Saved entries
▼▼▼

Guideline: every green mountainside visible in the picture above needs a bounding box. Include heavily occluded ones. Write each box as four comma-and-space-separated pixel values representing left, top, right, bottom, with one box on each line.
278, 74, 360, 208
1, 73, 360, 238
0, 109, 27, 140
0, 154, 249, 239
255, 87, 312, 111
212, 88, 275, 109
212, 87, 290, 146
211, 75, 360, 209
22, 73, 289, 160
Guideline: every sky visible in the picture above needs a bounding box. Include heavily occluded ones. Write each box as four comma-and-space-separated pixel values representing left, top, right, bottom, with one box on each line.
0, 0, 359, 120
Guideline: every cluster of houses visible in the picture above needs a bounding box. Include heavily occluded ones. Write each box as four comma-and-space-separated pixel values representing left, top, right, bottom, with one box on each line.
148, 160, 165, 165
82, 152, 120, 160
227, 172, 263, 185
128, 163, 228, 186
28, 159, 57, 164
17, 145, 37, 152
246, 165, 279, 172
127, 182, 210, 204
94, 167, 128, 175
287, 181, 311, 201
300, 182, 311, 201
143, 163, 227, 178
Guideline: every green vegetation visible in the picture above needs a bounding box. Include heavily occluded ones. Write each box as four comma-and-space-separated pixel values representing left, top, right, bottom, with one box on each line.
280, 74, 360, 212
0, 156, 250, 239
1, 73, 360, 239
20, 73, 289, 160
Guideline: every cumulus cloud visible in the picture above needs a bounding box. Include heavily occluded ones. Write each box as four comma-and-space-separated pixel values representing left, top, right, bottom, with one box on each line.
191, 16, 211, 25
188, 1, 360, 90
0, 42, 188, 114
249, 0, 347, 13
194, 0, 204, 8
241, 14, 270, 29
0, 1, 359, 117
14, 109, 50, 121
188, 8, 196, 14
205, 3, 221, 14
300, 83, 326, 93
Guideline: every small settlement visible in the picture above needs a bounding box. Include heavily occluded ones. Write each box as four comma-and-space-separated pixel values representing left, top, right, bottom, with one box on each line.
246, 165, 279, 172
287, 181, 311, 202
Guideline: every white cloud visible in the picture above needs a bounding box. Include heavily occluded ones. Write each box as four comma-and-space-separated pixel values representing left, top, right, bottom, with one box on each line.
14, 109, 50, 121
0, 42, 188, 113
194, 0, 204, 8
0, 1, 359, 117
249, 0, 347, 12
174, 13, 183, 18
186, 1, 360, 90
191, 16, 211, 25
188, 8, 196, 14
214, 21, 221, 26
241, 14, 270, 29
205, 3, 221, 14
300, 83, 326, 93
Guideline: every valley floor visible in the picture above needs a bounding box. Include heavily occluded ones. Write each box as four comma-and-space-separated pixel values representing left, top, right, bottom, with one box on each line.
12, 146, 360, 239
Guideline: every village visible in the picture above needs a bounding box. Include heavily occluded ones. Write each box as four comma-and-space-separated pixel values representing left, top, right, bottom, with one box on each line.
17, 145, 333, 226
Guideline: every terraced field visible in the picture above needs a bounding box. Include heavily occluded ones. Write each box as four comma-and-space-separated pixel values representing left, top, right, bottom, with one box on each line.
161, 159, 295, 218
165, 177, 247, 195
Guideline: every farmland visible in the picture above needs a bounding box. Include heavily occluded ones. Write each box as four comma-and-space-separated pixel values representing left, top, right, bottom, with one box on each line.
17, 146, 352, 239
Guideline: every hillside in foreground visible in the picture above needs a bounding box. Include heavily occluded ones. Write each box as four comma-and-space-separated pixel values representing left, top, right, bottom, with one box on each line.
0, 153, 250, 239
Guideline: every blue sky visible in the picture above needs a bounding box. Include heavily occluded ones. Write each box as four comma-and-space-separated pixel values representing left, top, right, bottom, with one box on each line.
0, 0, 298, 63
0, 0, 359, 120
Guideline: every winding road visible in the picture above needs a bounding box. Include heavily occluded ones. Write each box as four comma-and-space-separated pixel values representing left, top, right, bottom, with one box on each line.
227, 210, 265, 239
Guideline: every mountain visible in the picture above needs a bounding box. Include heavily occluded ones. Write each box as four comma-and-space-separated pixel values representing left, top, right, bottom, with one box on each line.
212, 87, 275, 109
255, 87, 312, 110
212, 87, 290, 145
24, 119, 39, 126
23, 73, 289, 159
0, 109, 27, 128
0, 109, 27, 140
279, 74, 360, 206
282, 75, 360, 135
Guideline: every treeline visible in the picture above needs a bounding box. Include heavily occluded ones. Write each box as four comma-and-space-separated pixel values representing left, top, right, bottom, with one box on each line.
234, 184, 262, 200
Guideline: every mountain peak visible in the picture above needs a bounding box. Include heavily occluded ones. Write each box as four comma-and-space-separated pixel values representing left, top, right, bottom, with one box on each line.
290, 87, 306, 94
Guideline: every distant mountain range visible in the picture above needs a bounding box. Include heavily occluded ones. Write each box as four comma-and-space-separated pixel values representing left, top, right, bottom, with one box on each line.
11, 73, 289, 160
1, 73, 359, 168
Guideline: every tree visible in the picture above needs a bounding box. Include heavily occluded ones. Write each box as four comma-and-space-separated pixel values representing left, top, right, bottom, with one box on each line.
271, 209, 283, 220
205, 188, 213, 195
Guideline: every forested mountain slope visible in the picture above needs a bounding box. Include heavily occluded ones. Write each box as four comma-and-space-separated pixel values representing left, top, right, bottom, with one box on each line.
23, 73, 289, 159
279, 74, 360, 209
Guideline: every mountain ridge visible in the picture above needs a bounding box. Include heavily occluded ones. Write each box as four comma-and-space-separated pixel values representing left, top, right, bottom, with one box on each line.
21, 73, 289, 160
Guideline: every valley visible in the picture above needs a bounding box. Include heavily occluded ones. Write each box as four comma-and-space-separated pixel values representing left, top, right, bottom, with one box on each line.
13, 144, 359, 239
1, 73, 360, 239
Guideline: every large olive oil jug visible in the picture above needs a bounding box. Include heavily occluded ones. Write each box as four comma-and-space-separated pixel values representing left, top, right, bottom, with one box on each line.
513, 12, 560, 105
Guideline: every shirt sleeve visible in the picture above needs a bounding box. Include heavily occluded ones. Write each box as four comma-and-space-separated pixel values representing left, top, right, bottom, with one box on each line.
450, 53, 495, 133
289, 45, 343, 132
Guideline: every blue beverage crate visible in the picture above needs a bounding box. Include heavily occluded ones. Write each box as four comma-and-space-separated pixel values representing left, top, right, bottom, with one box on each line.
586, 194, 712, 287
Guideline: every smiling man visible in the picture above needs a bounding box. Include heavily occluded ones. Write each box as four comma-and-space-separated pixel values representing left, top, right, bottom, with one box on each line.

▲▲▲

### WHAT YOU HAVE TO DO
All of the data above needs to be written out again, exactly.

### TASK SOLUTION
Guideline: every green mountainside visible in the picture above needs a bounding box. Include heavily occluded ones. Write each box as four comma-and-space-separated pixel values representing left, top, right, bottom, with one box on each line.
278, 74, 360, 208
1, 73, 360, 238
0, 109, 27, 140
0, 154, 249, 239
255, 87, 312, 111
212, 88, 275, 109
212, 87, 290, 146
211, 75, 360, 209
22, 73, 289, 160
Guideline: every sky visible in the picture above needs a bounding box. Include heavily occluded ones. Write each box as four comma-and-space-separated pixel values representing left, top, right, bottom, with one box on each line.
0, 0, 359, 120
Guideline: every cluster of houses visible in the picture above needs a bounding box. Include heavily occluded ones. Write each box as four comma-and-space-separated pixel values representing left, top, right, bottom, with one box on each line.
148, 160, 165, 165
82, 152, 120, 160
227, 172, 263, 185
128, 163, 228, 186
28, 159, 57, 164
17, 145, 37, 152
246, 165, 279, 172
127, 182, 210, 204
94, 167, 128, 175
287, 181, 311, 201
300, 182, 311, 201
143, 163, 227, 178
Guideline: every green vegetation visible in the picture above needs a bounding box. Include heavily occluded ones. Write each box as four comma-and-space-separated pixel values representing left, top, right, bottom, with one box on each line.
280, 74, 360, 212
0, 156, 250, 239
1, 73, 360, 239
20, 73, 289, 160
Guideline: every cumulus cloud visible in the picture above needs a bounding box. Include heavily occluded ones. Write each box as four comma-and-space-separated pixel values representing left, top, right, bottom, with one box on each line.
191, 16, 211, 25
188, 1, 360, 90
0, 42, 188, 114
249, 0, 347, 13
194, 0, 204, 8
241, 14, 270, 29
0, 1, 359, 117
14, 109, 50, 121
188, 8, 196, 14
205, 3, 221, 14
300, 83, 326, 93
Guideline: every small settlement visible in the picture above needs a bounding box. Include heavily occluded ones. Write each box as four comma-and-space-separated pixel values representing left, top, right, bottom, with one box on each line.
246, 165, 279, 172
287, 181, 311, 202
Guideline: every white cloud visible in the picture above needs a bounding box. Include heavily occluded ones. Write each box as four comma-and-space-separated pixel values representing left, top, right, bottom, with one box on each line.
14, 109, 50, 121
0, 42, 188, 113
194, 0, 204, 8
0, 1, 359, 117
249, 0, 347, 12
174, 13, 183, 18
186, 1, 360, 90
191, 16, 211, 25
188, 8, 196, 14
214, 21, 221, 26
241, 14, 270, 29
205, 3, 221, 14
300, 83, 326, 93
Guideline: every valley floor visible in the picture above needs a bounding box. Include heavily occluded ones. Write each box as four comma-and-space-separated pixel values representing left, top, right, bottom, with one box on each line.
12, 146, 360, 239
Guideline: every village visible in the picture above needs a bounding box. Include heavily occluded ones. Write each box as four comma-and-space-separated pixel values representing left, top, right, bottom, with one box on each line.
17, 145, 333, 226
Guideline: every terraced field visible in the picture above needs a bounding box. Include heavily occluded ones. Write each box as four comma-and-space-separated pixel values representing left, top, right, bottom, with one box on each line.
161, 159, 295, 218
165, 177, 247, 195
Guideline: every farmland visible in the picture above needs a bounding box. Include heavily occluded ones. Write each box as four comma-and-space-separated pixel values representing left, top, right, bottom, with one box on each line.
17, 146, 352, 239
Guideline: every hillside in foreground visible in the picture above needs a bounding box. Include heavily occluded ones. Write each box as four comma-and-space-separated pixel values representing left, top, right, bottom, with one box on each line.
0, 153, 250, 239
Guideline: every blue sky visible in the picture above needs a bounding box. Include heavily occluded ones. Write each box as four comma-and-space-separated pixel values representing left, top, right, bottom, with one box on each line.
0, 0, 298, 63
0, 0, 359, 120
Guideline: every winding road visible in the picture above needs a bounding box. Include heavily occluded ones. Write each box as four comma-and-space-separated pixel values representing left, top, right, bottom, with one box on each line.
227, 210, 265, 239
Guideline: every mountain visible in the picture above needs a bounding box. Include heavily occluded ones. Write each box as four comma-and-space-separated pixel values representing left, top, right, bottom, with one box on each line.
212, 87, 275, 109
255, 87, 312, 110
212, 87, 290, 145
24, 119, 39, 126
23, 73, 289, 159
0, 109, 27, 128
0, 109, 27, 140
279, 74, 360, 206
282, 75, 360, 135
Guideline: every treeline visible in the picture above needs a bounding box. Include heavily occluded ones. Write each box as four comma-and-space-separated pixel values representing left, top, right, bottom, with one box on each line.
234, 184, 262, 200
Guideline: every mountain peak visible in the picture above needs a bounding box. Include heavily occluded ones. Write each box as four comma-and-space-separated pixel values representing left, top, right, bottom, with one box on each line.
290, 87, 306, 94
Guideline: every distant mountain range visible in the picture above needs a bounding box. Include heavily occluded ones. Write each box as four comma-and-space-separated pixel values representing left, top, right, bottom, with one box on each line.
11, 73, 289, 160
1, 73, 359, 168
Guideline: every tree visible in the picture above needs a bounding box. Include heavily occluded ones. Write each box as four comma-and-space-separated pixel values representing left, top, right, bottom, with one box on each line.
271, 209, 283, 220
205, 188, 213, 195
Guideline: every forested mountain slope visible in the picture above needs a bounding box. Include heavily occluded ones. Write each box as four comma-and-space-separated pixel values representing left, top, right, bottom, with one box on each line.
23, 73, 289, 159
279, 74, 360, 209
Guideline: every mountain ridge visible in the picture above needs a bounding box. Include heavily occluded ones. Write each box as four comma-and-space-separated pixel values representing left, top, right, bottom, with one box on each line.
21, 73, 289, 160
Guideline: every valley visible in the picture above needs a bounding box. Include heavily occluded ones. Write each box as four comma-and-space-separated pixel values representing left, top, right, bottom, with one box on each line.
13, 144, 359, 239
1, 73, 360, 239
Guideline: every large olive oil jug visible in the picture above needs a bounding box. Include heavily occluded ones. Write each box as four comma-and-space-separated pixel values representing left, top, right, bottom, with one box on each line.
513, 12, 560, 105
Guideline: every shirt sleeve visible in the picture above needs a bounding box. Include heavily occluded ones. Write each box as four comma-and-space-separated pixel values representing left, top, right, bottom, with one box on each line.
450, 53, 495, 133
289, 45, 343, 132
Guideline: every blue beverage crate visible in the picture above needs a bounding box. Include heavily occluded ones. Write each box as four comma-and-space-separated pixel values representing left, top, right, bottom, with one box on each line.
586, 194, 712, 287
Guideline: every smiling man visible in the picture above needs a bounding box. Include heavily occluded ones. Write each box as four comma-and-space-separated pixel values representing left, top, right, bottom, with one box on each line.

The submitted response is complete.